**ACTIVITY:**
Find the line with "Find: wet sand" in the data below, then restate it and all remaining lines exactly, adding nothing.

**Dataset entries:**
§ §

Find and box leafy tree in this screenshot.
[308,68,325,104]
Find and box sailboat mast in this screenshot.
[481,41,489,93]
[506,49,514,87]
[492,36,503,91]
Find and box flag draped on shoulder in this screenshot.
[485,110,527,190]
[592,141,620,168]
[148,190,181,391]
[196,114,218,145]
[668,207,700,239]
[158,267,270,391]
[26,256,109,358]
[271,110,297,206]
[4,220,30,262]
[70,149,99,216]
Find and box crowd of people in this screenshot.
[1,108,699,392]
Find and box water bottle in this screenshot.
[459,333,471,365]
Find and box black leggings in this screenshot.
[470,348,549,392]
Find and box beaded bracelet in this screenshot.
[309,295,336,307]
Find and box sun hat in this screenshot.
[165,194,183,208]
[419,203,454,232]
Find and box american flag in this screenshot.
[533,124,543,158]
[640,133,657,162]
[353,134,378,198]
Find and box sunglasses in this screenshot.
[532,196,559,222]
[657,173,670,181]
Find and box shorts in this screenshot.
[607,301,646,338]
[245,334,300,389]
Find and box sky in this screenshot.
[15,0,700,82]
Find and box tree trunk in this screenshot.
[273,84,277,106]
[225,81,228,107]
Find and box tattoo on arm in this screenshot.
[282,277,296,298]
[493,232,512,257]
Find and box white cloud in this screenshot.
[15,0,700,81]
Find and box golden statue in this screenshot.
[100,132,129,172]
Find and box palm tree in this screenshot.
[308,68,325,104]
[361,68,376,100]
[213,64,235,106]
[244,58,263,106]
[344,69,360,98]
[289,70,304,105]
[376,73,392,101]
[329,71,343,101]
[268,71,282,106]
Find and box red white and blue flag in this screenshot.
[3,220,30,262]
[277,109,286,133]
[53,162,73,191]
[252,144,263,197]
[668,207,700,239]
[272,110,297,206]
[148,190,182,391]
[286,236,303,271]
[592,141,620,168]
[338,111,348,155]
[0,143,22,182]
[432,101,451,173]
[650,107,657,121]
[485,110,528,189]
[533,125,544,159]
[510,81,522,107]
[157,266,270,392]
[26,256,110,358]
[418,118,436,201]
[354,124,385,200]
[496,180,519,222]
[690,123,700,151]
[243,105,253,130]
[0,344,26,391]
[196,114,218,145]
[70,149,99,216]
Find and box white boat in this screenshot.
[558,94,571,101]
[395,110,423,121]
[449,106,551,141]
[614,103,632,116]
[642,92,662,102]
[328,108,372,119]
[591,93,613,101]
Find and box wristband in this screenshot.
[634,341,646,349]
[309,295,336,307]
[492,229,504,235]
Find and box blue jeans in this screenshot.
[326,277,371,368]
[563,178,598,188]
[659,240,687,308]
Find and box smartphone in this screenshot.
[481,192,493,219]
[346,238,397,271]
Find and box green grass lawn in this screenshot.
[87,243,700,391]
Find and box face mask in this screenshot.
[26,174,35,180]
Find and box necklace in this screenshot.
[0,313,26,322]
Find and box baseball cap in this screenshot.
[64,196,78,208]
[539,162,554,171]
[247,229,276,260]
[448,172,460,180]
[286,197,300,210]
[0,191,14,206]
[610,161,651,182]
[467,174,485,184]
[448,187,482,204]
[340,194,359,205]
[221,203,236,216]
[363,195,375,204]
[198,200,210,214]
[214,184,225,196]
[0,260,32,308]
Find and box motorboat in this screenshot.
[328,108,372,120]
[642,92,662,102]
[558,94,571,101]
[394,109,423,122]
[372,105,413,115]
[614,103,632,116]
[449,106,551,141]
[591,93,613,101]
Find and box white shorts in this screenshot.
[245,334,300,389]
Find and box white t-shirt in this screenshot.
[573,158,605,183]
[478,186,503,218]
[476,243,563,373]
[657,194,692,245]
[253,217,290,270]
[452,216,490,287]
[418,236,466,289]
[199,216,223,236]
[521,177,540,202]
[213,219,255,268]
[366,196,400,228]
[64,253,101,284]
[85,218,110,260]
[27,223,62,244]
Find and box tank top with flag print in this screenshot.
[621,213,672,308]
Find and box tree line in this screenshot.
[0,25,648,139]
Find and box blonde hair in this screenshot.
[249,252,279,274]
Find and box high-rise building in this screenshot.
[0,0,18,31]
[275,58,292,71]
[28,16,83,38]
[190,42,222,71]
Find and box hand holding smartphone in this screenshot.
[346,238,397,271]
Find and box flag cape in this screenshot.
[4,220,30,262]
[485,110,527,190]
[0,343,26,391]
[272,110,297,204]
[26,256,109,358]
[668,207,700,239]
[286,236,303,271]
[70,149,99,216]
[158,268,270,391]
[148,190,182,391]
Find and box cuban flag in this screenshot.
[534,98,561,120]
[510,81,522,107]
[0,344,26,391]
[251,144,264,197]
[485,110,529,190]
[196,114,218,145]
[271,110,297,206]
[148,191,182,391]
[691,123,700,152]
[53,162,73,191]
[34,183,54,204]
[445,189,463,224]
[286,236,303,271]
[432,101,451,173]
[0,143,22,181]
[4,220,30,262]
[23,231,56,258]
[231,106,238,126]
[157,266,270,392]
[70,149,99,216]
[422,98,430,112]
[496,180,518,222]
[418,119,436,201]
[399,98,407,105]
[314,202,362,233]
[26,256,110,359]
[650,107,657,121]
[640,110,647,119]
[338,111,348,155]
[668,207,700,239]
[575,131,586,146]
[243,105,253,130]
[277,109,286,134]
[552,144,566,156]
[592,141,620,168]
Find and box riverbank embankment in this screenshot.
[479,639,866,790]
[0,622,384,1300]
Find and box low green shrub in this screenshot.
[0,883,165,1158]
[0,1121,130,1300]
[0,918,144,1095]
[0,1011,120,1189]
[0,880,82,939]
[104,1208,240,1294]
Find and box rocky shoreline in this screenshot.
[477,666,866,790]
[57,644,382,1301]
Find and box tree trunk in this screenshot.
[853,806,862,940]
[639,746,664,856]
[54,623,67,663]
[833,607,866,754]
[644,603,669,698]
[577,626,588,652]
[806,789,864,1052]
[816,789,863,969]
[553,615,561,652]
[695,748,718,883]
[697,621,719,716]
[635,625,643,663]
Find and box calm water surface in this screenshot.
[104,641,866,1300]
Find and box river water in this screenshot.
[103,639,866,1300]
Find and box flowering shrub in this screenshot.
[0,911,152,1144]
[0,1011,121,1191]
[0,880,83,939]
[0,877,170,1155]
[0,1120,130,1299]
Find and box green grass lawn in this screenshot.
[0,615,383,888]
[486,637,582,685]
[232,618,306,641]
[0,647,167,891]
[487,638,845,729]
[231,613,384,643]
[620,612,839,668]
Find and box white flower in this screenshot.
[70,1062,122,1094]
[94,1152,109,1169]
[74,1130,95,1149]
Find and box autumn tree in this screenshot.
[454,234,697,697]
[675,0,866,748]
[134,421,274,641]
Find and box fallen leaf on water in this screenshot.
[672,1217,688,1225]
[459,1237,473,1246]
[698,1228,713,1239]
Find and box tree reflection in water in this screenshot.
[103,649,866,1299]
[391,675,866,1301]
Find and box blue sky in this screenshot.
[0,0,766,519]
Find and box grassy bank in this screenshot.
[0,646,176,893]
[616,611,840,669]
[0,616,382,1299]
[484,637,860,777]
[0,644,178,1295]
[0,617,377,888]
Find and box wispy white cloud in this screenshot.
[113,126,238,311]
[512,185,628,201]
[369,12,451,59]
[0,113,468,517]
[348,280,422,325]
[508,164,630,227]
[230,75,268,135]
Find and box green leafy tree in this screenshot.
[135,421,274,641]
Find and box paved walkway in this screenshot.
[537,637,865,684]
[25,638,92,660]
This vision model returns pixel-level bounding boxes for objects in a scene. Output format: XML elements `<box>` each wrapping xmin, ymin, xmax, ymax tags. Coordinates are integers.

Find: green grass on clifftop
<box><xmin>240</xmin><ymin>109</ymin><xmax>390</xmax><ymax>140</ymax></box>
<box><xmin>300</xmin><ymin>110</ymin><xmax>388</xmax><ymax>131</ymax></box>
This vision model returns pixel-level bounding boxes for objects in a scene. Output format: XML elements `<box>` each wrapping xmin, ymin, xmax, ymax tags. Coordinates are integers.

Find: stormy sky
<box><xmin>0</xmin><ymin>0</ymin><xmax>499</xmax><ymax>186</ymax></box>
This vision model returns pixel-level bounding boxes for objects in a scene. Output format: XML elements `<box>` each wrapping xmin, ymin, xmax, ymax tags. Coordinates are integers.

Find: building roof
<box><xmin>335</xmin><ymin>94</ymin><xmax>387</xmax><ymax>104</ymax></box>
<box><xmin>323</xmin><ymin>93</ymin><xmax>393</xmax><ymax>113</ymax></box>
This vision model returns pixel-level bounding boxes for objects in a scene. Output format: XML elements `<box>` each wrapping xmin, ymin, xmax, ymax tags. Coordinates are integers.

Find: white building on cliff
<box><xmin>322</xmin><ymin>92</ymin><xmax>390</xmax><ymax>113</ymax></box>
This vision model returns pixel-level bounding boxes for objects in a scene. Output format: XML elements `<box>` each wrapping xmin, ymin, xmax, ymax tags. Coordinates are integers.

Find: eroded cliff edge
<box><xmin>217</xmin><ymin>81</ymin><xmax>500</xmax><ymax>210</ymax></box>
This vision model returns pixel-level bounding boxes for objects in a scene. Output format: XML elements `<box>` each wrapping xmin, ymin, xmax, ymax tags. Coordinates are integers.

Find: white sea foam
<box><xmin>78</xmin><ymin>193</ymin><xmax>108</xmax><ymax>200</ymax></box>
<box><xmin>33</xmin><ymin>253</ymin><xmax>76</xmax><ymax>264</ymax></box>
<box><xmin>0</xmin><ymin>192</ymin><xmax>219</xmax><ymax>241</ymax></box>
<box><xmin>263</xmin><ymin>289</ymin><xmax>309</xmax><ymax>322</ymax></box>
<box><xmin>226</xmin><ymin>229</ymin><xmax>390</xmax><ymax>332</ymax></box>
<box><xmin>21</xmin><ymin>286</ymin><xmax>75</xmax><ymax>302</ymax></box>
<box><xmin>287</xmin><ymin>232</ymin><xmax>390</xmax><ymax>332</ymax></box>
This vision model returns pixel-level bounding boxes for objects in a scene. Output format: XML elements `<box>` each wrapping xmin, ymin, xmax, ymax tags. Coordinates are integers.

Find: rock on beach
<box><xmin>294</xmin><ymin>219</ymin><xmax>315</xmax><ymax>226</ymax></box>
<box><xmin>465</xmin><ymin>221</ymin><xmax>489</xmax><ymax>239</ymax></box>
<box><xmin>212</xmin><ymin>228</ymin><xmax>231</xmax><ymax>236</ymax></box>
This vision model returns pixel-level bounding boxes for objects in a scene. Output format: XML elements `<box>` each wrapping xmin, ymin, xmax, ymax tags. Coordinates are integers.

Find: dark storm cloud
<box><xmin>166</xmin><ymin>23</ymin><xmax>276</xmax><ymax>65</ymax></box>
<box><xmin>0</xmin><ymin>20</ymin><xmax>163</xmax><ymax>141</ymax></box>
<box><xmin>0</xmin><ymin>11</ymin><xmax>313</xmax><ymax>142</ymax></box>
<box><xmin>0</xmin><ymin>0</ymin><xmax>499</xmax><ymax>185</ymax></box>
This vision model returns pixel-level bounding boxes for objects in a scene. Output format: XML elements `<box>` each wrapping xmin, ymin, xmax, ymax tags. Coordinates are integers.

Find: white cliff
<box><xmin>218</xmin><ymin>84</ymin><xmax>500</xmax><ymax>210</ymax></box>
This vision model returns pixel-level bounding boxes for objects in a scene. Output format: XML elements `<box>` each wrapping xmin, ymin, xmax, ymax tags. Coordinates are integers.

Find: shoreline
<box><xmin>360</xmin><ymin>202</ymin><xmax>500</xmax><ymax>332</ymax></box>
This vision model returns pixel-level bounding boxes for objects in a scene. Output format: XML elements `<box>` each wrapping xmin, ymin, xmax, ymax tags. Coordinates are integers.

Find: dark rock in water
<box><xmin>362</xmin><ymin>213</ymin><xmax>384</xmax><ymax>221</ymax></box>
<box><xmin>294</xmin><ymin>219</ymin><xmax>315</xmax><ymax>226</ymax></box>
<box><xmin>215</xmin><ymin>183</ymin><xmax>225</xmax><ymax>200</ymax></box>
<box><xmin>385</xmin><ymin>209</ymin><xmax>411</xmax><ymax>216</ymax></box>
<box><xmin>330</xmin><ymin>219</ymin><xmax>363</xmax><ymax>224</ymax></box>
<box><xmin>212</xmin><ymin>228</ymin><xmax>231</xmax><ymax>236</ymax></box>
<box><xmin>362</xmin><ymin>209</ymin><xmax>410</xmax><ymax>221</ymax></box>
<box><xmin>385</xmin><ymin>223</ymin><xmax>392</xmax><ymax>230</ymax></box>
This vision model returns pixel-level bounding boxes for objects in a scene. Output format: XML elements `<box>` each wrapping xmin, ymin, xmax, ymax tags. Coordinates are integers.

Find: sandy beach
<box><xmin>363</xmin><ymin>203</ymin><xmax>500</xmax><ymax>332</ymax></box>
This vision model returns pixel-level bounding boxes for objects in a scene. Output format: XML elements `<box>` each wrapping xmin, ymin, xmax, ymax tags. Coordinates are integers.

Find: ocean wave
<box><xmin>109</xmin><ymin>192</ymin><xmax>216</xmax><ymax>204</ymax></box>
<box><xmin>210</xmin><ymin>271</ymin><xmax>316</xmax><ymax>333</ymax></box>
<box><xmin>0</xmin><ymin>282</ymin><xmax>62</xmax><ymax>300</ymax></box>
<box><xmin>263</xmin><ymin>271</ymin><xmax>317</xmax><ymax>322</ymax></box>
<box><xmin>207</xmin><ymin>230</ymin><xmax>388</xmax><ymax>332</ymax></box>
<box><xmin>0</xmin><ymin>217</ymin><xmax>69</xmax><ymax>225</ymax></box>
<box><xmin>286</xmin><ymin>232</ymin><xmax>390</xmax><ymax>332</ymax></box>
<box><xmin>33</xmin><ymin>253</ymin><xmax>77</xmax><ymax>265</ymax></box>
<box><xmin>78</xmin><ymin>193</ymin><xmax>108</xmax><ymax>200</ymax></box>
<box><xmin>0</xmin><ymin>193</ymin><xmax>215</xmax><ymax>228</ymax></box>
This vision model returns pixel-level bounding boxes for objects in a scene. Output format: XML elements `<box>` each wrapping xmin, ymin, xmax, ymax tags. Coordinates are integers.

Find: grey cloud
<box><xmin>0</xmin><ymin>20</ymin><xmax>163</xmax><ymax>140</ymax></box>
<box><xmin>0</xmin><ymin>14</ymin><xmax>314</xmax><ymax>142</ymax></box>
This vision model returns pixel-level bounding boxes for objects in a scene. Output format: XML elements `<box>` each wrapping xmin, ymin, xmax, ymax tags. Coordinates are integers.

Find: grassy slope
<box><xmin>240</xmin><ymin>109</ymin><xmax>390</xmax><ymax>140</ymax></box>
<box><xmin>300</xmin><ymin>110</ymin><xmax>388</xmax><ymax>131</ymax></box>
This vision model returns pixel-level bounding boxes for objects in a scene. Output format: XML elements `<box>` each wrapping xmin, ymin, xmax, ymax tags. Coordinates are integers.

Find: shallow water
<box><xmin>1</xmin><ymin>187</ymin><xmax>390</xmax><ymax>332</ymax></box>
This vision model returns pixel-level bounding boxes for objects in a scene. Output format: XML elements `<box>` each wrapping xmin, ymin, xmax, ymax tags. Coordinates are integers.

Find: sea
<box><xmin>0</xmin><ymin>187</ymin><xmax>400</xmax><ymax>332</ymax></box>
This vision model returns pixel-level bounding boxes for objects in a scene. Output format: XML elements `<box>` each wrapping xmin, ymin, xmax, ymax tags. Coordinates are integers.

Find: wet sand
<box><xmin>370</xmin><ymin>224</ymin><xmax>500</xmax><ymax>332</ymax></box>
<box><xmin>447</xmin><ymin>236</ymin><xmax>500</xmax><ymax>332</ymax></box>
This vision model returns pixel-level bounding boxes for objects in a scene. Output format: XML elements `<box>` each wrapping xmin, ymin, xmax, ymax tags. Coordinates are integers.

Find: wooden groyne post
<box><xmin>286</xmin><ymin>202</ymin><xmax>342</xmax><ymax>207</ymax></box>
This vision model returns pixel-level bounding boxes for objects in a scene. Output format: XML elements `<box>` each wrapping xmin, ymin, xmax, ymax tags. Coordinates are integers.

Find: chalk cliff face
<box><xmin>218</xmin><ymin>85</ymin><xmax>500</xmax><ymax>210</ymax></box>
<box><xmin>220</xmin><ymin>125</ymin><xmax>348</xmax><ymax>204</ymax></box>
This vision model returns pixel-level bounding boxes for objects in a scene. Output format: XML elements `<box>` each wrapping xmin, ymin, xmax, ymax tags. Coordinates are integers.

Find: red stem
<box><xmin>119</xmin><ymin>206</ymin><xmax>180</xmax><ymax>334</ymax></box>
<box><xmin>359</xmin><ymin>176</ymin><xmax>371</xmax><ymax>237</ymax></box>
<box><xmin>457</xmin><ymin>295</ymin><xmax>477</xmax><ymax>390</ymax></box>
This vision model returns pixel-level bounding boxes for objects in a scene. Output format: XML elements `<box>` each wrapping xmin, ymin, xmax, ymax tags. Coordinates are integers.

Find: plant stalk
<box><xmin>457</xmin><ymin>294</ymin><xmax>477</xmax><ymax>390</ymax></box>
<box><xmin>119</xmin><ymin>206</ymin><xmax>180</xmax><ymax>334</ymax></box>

§ §

**RESPONSE:**
Find: wet sand
<box><xmin>370</xmin><ymin>224</ymin><xmax>500</xmax><ymax>332</ymax></box>
<box><xmin>447</xmin><ymin>236</ymin><xmax>500</xmax><ymax>332</ymax></box>
This vision model returns pixel-level bounding boxes for objects in a scene. Output format: XML elements `<box>` each wrapping xmin, ymin, xmax, ymax tags. Coordinates are integers.

Find: wooden groyne post
<box><xmin>286</xmin><ymin>202</ymin><xmax>342</xmax><ymax>207</ymax></box>
This vision model returns pixel-level bounding boxes for objects in a scene. Output format: XML elements `<box>` each wrapping xmin, ymin, xmax, ymax tags. Coordinates are integers.

Find: chalk cliff face
<box><xmin>218</xmin><ymin>85</ymin><xmax>500</xmax><ymax>210</ymax></box>
<box><xmin>220</xmin><ymin>125</ymin><xmax>348</xmax><ymax>204</ymax></box>
This vision model returns pixel-level bounding boxes for objects in a scene. Output format: XML elements `<box>` each wrapping xmin, ymin, xmax, ymax tags. Coordinates are integers.

Find: red stem
<box><xmin>119</xmin><ymin>206</ymin><xmax>180</xmax><ymax>334</ymax></box>
<box><xmin>359</xmin><ymin>176</ymin><xmax>371</xmax><ymax>237</ymax></box>
<box><xmin>457</xmin><ymin>295</ymin><xmax>477</xmax><ymax>390</ymax></box>
This vision model returns pixel-level bounding boxes for objects in a scene. Output format: XML elements `<box>` each wrapping xmin, ymin, xmax, ymax tags. Coordinates are integers.

Find: plant stalk
<box><xmin>457</xmin><ymin>294</ymin><xmax>477</xmax><ymax>390</ymax></box>
<box><xmin>119</xmin><ymin>206</ymin><xmax>180</xmax><ymax>334</ymax></box>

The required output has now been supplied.